* **Description of the task**: Name every town, park, road, and hill that the post below mentions by name.

* **Text shown**:
Today’s post is done in 3 parts, because there were 3 parts to today’s post π
This morning, I woke up crying – I woke up
hearing myself crying like I had lost my best friend.
And I had.
I had been dreaming of Bob; the dream was
kinda disjointed … but I remember Bob and I were enjoying ourselves, when he
took off walking, and us agreeing I would drive the car to a specific point of
the walk and pick him up. I watched him walking off into the distance, as I
slipped the car into drive, and turned my eyes to the sharp corner of the
U-turn-street: when I looked for Bob, coming into a straight stretch – he had
disappeared. I couldn’t see him anywhere. I drove the loop twice, thinking
maybe he was off to the side, jawing with someone (as he was always prone to
do); but he had just vanished. Coming out of the grogginess of a deep
dreaming sleep, I heard myself crying, “I lost him! I lost him!”
I must have laid there for a good 10 minutes,
crying like the world was coming to an end, before I woke all the way up and
shook myself to break the dreamscape link.
I dried my eyes, got dressed, and
decided to go for a drive.
I had read online that there were now
hiking trails at the Vista Park in Skamokawa: I wanted to try them out.
This morning would be a good time to do that: I left home at 9 AM.
The drive was short, not the hours long
drives, I normally do.
Entering the Park, you have to dodge a lot of
potholes – some deep, some just wide; all with ragged edges.
WOW! Vista Park has grown! It isn’t a little hole-in-the-wall yuppie kayaking thingee,
anymore. It’s a thriving tourist venture now.
I drove to the Office and asked about the
advertised trails – I don’t remember there being any, last time Bob and I were
there with our little grandson, in 2017: I was curious.
I was told they were “at the end
of the road, behind the Office”; so, off I drove π
As I made the turn from the Office to
trailhead, and saw this preserved gillnet boat.
The trailhead brought back a lot of memories.
The path led down familiar terrain: father’s
cousin Terri, and her husband Don Anderson lived in a cute white house at the
end of the curve (which had been graveled in 1968; the Holden house before
that) … and my mother, and us 5 kids, had hiked to her house one afternoon,
from Ingalls Road in Skamokawa – through a farmer’s field, and up over Moe
Hill, to tie into a logging road that dropped behind the old school house, and
into the road that led to Terri and Don’s house. I’ll never forget that hike –
and I told Bob about it many times: it was exciting.

Data entries
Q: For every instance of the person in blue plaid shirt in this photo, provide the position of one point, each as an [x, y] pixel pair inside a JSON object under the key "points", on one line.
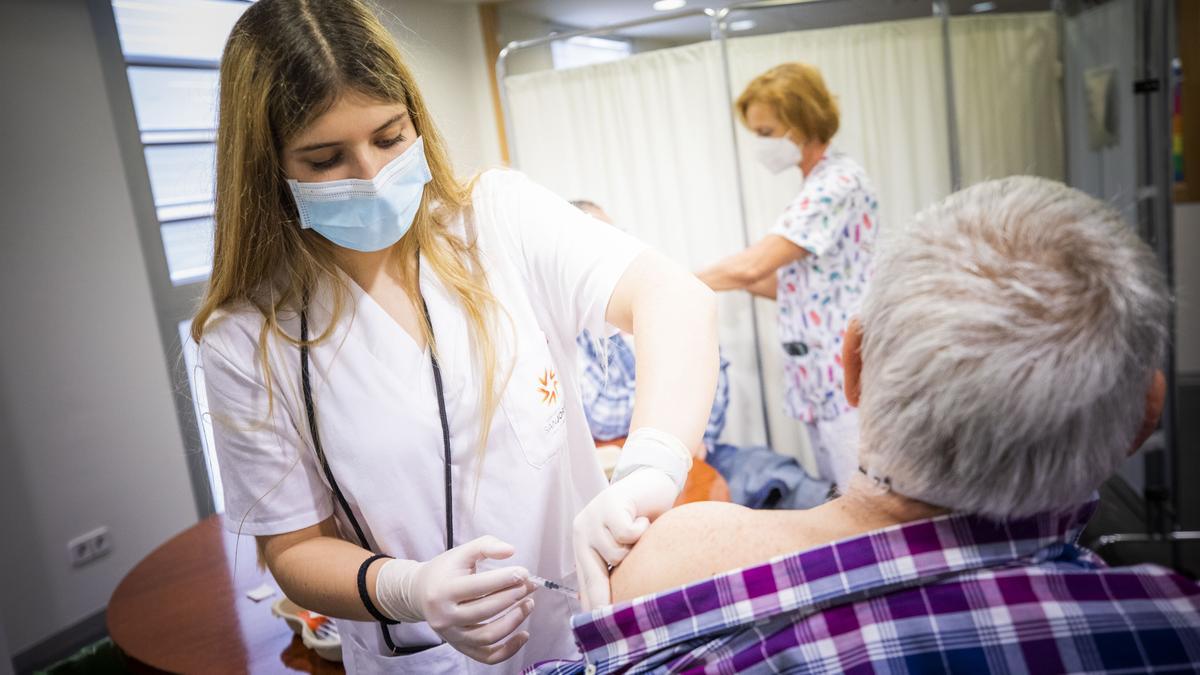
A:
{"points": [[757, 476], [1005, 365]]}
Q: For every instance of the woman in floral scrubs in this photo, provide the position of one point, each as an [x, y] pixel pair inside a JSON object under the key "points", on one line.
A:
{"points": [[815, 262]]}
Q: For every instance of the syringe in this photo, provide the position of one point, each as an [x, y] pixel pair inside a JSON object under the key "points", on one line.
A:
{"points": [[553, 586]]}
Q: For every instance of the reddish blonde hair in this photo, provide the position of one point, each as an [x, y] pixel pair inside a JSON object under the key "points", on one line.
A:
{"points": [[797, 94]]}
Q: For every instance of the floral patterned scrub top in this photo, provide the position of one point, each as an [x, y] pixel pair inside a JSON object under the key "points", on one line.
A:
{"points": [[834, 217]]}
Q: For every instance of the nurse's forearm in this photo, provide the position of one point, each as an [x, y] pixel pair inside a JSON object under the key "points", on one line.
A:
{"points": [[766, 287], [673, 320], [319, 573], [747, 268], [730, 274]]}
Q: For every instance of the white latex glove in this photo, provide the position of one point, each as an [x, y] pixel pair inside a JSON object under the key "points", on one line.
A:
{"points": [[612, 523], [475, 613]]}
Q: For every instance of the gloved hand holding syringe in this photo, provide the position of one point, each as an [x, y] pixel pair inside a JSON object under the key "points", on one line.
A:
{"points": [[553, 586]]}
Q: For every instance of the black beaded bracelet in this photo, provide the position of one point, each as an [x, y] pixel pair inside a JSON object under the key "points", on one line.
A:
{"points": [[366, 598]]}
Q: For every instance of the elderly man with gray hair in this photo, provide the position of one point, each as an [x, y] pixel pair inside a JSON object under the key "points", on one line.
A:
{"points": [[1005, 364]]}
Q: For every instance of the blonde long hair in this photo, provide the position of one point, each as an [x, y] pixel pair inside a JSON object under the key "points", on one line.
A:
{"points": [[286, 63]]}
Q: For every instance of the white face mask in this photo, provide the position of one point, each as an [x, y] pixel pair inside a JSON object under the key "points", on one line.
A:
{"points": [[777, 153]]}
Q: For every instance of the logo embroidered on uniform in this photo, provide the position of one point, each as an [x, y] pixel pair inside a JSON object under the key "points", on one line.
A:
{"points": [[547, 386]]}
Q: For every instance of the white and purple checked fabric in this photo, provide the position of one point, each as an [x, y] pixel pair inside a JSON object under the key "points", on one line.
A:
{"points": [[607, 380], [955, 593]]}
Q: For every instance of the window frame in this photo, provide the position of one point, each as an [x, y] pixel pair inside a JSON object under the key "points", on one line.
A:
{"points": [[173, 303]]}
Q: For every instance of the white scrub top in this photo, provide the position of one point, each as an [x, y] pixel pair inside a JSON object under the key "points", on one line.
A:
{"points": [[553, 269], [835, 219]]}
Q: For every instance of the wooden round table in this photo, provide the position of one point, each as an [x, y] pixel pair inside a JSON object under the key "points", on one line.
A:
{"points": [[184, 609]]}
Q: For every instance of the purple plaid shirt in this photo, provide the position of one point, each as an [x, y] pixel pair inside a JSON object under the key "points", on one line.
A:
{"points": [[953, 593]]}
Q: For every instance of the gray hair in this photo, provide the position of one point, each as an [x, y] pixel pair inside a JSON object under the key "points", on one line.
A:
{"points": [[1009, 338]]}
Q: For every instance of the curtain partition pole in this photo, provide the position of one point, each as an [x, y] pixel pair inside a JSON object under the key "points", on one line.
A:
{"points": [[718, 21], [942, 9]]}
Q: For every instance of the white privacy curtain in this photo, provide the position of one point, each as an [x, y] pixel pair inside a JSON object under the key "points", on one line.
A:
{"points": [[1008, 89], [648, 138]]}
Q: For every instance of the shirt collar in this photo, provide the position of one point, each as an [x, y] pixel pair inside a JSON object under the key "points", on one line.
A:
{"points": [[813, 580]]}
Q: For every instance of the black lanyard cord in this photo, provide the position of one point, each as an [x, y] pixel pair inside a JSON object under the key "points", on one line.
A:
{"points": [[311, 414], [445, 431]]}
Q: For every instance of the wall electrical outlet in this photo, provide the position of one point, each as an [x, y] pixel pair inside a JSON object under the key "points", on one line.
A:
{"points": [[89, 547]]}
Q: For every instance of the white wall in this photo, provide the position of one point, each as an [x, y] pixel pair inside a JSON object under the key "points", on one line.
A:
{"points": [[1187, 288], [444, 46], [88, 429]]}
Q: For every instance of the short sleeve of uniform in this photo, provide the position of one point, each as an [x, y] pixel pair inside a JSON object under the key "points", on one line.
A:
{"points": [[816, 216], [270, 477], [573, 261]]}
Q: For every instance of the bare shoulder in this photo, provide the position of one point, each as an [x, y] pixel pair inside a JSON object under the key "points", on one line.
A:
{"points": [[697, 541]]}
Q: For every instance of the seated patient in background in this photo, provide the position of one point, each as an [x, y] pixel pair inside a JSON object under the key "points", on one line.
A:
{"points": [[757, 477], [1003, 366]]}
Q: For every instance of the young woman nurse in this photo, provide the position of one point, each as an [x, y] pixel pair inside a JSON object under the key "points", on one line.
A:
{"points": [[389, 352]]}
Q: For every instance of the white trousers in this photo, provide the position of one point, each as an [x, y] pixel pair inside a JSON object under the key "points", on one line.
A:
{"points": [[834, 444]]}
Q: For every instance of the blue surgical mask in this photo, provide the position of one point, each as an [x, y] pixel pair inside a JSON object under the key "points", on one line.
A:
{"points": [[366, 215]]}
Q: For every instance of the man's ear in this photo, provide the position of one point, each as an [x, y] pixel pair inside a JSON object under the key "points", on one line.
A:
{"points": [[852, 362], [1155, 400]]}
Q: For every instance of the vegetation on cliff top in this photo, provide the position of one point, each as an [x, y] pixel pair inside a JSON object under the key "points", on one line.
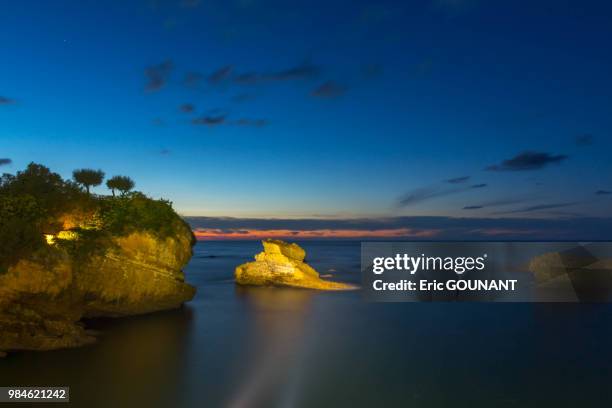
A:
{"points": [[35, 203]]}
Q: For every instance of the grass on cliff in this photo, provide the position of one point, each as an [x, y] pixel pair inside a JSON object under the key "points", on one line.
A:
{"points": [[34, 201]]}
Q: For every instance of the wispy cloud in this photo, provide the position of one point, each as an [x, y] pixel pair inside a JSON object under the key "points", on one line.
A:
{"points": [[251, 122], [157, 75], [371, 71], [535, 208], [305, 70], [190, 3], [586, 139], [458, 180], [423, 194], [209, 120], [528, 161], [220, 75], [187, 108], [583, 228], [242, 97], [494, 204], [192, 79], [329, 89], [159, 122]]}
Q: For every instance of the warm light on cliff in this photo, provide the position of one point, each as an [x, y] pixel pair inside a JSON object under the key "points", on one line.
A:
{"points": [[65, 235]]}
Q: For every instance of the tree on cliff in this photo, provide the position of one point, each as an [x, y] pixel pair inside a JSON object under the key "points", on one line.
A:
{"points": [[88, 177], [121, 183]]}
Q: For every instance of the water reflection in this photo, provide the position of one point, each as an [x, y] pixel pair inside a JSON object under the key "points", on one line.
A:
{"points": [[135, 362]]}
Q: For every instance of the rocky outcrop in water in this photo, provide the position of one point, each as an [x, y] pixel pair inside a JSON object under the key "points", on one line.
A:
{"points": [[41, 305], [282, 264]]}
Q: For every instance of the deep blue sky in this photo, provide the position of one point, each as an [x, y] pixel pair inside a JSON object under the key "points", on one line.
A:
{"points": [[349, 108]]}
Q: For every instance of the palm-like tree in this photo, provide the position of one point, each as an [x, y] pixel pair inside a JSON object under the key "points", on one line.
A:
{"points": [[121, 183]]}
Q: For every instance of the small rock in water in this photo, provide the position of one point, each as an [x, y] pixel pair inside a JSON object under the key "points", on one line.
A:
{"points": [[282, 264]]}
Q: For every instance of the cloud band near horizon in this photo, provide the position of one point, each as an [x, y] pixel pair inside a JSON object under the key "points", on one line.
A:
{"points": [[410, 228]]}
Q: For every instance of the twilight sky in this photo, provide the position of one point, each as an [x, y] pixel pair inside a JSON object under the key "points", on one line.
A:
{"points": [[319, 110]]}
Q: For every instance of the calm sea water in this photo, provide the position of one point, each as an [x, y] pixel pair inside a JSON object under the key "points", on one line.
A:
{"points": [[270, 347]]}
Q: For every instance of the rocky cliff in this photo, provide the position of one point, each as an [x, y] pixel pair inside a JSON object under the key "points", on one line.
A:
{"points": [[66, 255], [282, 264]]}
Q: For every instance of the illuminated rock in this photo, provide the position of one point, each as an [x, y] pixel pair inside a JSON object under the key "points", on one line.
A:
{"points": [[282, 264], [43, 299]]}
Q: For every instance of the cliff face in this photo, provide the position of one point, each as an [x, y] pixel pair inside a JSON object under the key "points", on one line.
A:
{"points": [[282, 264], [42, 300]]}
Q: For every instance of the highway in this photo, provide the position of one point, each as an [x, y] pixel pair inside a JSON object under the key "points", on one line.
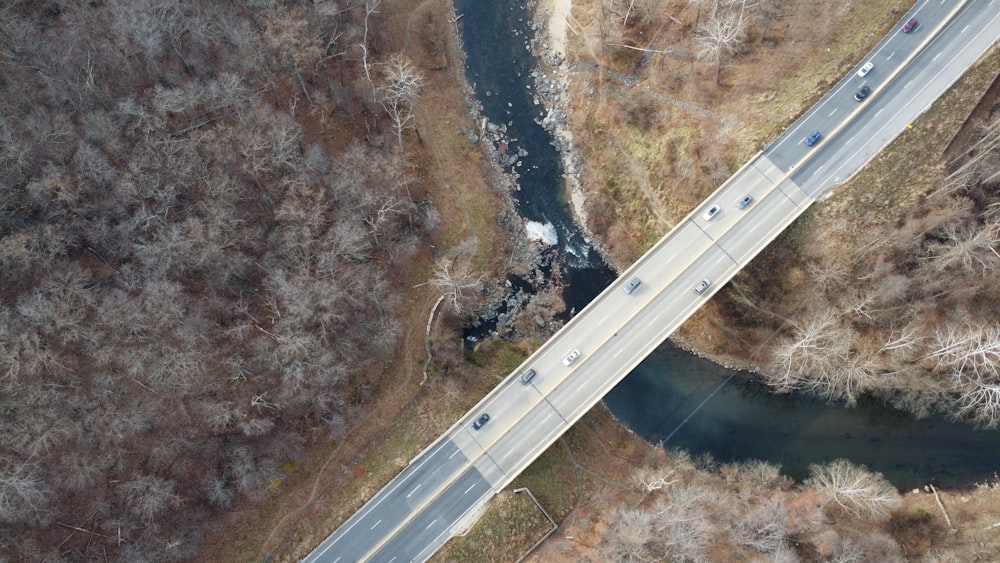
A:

* **Response to the task**: Skamokawa, Vista Park, Ingalls Road, Moe Hill